■ Aim of the exercise
Locate each line in the rows below that contains the string "bbox" and copy those lines. The match is case-sensitive.

■ Exercise input

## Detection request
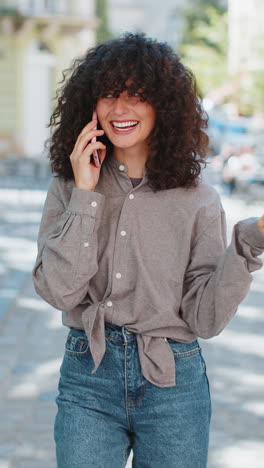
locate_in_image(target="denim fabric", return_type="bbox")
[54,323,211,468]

==

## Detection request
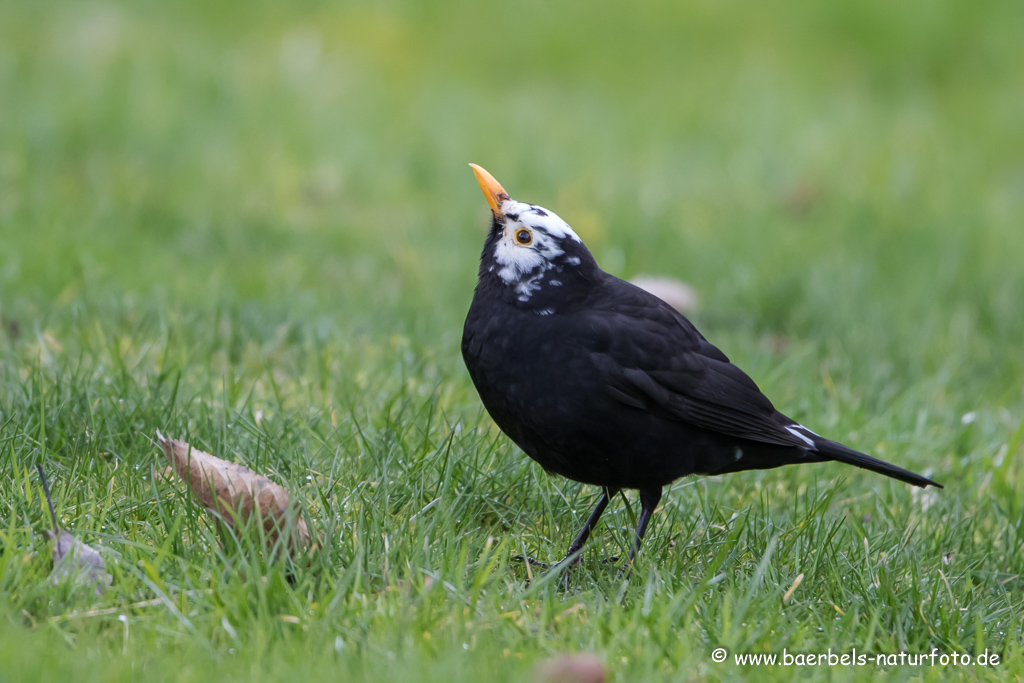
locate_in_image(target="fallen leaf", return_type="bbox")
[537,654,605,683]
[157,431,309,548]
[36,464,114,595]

■ Exercise answer
locate_in_image(target="denim fabric", return_type="bbox")
locate_in_image(target="fallen leaf", return_type="bbox")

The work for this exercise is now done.